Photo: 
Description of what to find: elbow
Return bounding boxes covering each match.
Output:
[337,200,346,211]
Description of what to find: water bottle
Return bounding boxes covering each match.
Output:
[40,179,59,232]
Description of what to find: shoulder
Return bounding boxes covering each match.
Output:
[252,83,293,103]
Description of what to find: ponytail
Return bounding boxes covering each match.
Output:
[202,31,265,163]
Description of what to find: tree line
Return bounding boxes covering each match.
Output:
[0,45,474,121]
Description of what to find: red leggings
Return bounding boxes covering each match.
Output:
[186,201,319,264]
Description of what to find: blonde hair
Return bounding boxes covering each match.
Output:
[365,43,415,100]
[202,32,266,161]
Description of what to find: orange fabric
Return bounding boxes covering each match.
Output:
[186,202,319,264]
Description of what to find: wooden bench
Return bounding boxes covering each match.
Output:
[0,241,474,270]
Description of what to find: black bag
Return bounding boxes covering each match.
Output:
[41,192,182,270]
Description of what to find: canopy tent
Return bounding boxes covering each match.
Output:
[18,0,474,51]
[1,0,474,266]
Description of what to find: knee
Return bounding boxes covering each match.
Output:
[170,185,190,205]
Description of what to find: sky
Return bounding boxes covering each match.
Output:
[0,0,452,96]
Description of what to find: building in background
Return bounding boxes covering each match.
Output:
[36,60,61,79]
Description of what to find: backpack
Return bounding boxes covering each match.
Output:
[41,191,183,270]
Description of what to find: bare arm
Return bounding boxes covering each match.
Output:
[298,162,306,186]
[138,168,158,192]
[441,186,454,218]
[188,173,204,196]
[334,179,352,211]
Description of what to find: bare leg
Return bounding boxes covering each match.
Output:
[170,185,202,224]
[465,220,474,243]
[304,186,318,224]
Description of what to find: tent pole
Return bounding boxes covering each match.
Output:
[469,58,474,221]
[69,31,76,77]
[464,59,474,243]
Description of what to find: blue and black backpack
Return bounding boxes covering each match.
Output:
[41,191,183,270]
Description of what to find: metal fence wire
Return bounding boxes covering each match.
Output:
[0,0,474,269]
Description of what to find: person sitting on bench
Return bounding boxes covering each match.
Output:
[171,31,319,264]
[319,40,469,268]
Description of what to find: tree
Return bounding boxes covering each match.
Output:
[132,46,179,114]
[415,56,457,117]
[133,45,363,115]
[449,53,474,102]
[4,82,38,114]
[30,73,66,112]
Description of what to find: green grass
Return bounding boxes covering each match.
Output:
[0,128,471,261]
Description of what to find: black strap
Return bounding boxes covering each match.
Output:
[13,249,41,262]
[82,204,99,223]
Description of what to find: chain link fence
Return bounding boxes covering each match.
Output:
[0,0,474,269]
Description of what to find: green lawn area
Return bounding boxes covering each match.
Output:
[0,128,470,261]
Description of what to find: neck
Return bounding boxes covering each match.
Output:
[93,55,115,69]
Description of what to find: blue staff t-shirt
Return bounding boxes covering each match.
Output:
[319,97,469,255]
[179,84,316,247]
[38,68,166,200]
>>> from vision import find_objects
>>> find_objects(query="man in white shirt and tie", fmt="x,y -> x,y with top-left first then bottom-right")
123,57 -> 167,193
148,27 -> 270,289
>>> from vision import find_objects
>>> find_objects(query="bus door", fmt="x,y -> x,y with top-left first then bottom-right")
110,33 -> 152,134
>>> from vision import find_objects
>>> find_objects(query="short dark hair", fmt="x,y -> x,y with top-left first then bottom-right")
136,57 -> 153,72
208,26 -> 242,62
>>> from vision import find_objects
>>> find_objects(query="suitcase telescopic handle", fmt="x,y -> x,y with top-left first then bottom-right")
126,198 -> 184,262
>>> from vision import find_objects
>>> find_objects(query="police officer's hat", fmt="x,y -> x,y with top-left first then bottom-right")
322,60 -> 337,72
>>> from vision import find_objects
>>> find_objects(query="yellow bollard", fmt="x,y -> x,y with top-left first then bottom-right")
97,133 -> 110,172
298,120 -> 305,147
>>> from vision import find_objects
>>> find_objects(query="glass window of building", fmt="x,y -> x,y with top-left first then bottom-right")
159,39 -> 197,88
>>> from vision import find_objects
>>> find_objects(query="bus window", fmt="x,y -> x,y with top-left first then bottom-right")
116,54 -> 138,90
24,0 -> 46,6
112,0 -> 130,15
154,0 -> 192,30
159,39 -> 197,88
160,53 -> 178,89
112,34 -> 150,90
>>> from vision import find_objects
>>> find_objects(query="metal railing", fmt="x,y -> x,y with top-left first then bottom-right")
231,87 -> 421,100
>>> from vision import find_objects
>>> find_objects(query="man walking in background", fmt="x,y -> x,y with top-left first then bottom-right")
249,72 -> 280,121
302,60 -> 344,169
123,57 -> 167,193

***

* Exercise
Reproduce the listing as a numbered list, from its first line through the line containing "[41,192,182,270]", with both ends included and any blank lines left out.

* The answer
1. Photo: 
2. Description of what to find: elbow
3. Return bounding boxes covering each match.
4. Output:
5. [337,200,346,211]
6. Description of what to find: water bottle
7. Return bounding boxes covering each match.
8. Output:
9. [40,179,59,232]
10. Description of what to find: shoulder
11. Return bounding boxes covering each match.
12. Output:
13. [252,83,293,103]
14. Description of what to find: ponytail
15. Return bounding boxes covering each match.
16. Output:
17. [202,31,265,163]
18. Description of what to find: tree line
19. Return bounding boxes covering each match.
20. Output:
21. [0,45,474,121]
22. Description of what to find: red leggings
23. Return bounding boxes covering each match.
24. Output:
25. [186,201,319,264]
26. Description of what to find: blonde hair
27. Return bounding boxes covering each match.
28. Output:
29. [365,43,415,100]
30. [202,32,266,161]
31. Description of what to find: orange fabric
32. Return bounding boxes covering each match.
33. Output:
34. [186,202,319,264]
35. Description of what to find: wooden bench
36. Return bounding boxes covering each match.
37. Output:
38. [0,241,474,270]
39. Description of what to find: black bag
40. Return bounding boxes covering each match.
41. Output:
42. [41,192,182,270]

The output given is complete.